* ASSIGNMENT
Range to reproduce from the entries below: the line with "263L331 269H350L355 266V258L343", the line with "box: [2, 393, 762, 496]", and every line in between. Give them exactly and give nothing else.

* GIVEN RECORDS
+++

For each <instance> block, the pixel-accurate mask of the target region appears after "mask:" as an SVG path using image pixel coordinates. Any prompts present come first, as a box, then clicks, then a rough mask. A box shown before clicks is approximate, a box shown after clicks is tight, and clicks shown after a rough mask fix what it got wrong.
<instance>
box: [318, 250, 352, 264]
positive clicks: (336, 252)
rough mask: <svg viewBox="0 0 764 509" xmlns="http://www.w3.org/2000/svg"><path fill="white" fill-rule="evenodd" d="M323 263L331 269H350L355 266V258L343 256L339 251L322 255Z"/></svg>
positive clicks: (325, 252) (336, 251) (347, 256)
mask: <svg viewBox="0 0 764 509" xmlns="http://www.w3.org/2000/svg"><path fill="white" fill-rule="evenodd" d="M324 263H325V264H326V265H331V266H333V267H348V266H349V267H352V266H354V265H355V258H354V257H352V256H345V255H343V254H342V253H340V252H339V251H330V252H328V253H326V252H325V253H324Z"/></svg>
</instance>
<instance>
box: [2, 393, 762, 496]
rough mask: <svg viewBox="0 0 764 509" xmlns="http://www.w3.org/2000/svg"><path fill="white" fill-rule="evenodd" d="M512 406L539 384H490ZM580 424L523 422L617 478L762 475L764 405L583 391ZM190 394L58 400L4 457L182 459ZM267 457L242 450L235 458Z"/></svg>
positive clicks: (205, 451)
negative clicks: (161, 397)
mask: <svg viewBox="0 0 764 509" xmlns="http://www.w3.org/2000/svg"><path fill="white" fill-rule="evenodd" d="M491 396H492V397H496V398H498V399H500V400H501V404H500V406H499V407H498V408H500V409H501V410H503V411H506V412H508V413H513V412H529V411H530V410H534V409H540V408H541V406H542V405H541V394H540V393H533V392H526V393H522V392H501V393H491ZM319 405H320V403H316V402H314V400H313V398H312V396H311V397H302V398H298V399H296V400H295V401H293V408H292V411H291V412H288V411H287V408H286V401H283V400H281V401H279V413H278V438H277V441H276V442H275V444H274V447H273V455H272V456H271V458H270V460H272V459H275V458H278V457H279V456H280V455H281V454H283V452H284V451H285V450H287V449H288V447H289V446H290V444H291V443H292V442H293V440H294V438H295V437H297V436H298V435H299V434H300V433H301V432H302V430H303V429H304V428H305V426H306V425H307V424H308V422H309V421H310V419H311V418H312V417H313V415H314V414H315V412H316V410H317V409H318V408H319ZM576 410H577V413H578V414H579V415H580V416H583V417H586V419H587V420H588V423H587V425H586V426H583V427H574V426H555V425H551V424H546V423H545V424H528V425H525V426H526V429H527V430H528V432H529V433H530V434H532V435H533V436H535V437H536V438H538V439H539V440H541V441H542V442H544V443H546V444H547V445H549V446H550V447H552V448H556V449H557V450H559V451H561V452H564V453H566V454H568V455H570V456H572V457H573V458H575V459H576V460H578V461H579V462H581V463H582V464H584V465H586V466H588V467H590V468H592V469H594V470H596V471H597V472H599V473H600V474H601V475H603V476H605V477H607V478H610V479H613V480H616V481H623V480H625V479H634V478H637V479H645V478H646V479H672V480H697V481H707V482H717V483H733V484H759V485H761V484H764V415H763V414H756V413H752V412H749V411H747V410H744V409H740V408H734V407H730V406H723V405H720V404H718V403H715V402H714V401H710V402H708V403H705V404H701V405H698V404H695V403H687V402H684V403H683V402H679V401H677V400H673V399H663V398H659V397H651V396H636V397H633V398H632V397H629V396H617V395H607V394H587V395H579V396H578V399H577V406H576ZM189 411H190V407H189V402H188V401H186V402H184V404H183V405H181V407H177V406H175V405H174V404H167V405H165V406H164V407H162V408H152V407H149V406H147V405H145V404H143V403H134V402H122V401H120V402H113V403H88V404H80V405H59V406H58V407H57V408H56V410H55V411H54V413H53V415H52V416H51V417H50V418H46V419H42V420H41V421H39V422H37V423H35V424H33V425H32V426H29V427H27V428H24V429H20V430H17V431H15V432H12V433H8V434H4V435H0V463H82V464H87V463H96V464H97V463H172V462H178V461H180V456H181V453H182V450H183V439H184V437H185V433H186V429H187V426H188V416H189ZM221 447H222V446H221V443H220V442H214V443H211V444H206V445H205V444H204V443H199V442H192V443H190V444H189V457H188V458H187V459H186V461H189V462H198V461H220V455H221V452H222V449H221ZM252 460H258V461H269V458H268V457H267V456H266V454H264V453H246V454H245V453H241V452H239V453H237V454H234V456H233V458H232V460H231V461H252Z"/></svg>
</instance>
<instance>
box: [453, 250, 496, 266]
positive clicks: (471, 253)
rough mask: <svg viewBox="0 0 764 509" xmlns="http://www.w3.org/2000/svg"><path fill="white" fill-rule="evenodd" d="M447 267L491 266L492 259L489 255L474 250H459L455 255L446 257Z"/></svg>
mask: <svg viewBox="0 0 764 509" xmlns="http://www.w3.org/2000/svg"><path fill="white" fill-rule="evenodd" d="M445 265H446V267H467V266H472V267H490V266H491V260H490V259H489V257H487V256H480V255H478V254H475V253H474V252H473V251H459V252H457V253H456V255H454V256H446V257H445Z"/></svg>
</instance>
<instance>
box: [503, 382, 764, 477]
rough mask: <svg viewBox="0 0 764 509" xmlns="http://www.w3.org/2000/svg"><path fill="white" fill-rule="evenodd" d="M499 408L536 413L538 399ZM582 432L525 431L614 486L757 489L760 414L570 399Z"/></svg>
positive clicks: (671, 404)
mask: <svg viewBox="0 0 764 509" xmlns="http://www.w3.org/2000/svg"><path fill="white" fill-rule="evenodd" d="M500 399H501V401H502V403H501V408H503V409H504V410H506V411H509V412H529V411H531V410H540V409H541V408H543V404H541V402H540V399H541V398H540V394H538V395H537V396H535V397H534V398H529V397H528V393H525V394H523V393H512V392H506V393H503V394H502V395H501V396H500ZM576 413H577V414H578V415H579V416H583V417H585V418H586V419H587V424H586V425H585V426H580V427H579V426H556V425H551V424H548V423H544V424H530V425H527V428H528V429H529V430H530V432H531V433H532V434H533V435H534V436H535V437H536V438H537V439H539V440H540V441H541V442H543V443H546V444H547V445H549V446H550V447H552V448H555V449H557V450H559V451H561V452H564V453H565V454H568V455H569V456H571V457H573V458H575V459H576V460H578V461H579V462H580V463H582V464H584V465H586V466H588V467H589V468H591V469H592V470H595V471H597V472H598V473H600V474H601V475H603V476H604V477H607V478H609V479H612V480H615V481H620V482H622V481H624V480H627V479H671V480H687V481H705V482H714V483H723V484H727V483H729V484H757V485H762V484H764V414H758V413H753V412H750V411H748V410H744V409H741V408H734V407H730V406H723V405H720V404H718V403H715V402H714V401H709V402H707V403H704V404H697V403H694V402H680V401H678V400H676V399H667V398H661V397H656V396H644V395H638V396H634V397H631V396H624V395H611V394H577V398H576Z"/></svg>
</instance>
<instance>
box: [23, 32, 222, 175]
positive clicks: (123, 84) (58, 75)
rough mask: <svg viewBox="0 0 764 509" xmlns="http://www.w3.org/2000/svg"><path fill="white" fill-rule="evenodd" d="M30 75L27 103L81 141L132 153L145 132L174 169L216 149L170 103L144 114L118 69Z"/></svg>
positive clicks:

+++

* SOLUTION TO THE EXERCISE
rough mask: <svg viewBox="0 0 764 509" xmlns="http://www.w3.org/2000/svg"><path fill="white" fill-rule="evenodd" d="M323 263L331 269H350L355 266V258L343 256L339 251L322 255Z"/></svg>
positive clicks: (325, 252) (336, 251) (347, 256)
mask: <svg viewBox="0 0 764 509" xmlns="http://www.w3.org/2000/svg"><path fill="white" fill-rule="evenodd" d="M324 263H325V264H326V265H331V266H333V267H348V266H349V267H352V266H354V265H355V258H354V257H352V256H345V255H343V254H342V253H340V252H339V251H330V252H328V253H326V252H325V253H324Z"/></svg>
</instance>
<instance>
box: [2, 393, 762, 496]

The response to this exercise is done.